**TASK REQUIREMENTS**
Output every line of the records below as a numbered list, skipping blank lines. Omit the pictures from your answer.

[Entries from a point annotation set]

+ + + + + + +

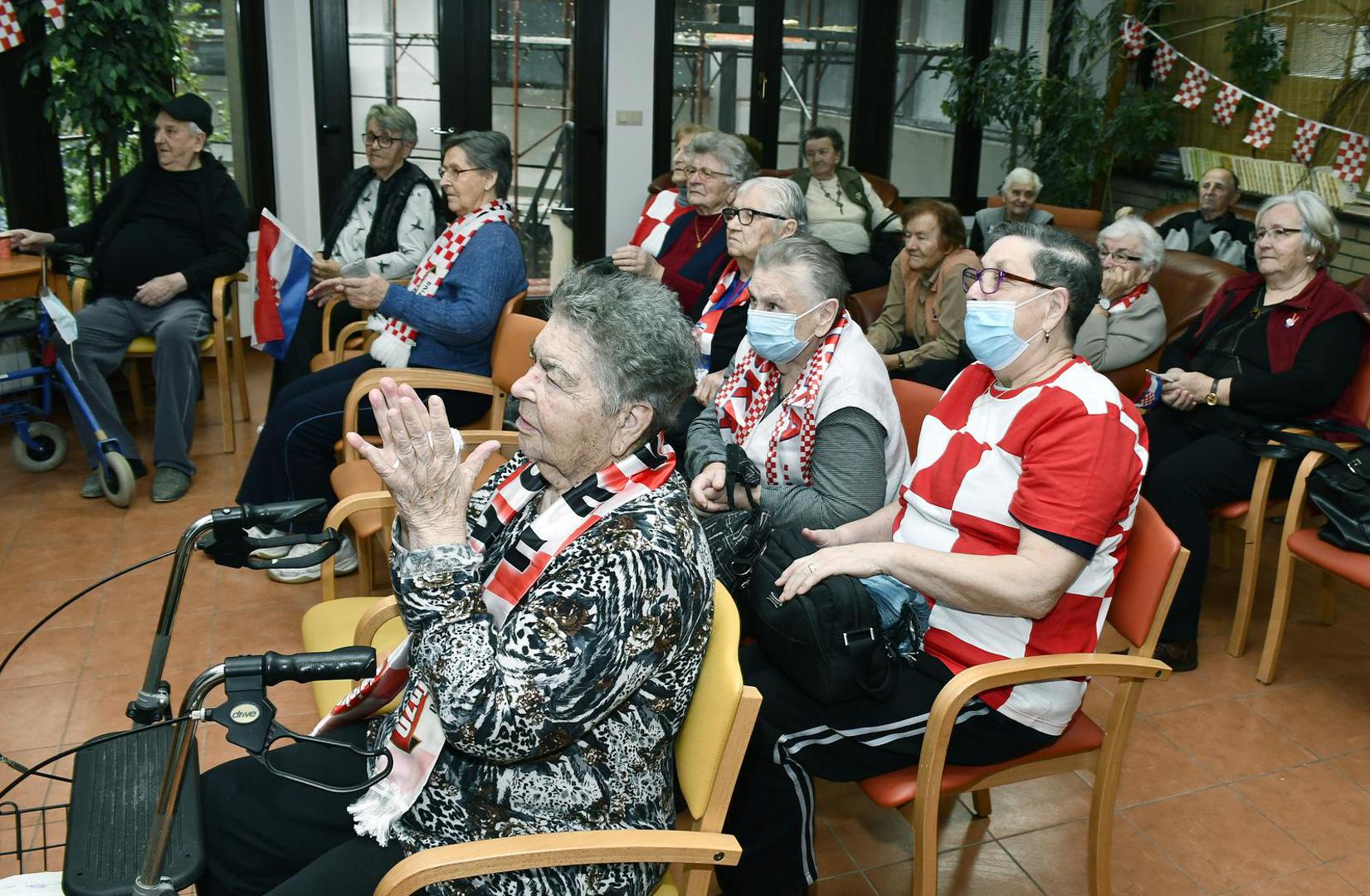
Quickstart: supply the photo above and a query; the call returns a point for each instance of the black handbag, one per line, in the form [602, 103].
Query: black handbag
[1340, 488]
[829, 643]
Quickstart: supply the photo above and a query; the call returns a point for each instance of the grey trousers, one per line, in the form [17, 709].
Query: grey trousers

+ + + + + + +

**TASK OUTPUT**
1. Quickstart: supply the photo above and a query; the call returns a point for each instance of the black handbag, one per line, in the form [602, 103].
2. Query: black handbag
3. [1340, 488]
4. [829, 643]
5. Quickstart: supply the photo above and a query; the call returns a point for each instance of the grey trousers, one per line, in the form [17, 709].
6. Query: grey trousers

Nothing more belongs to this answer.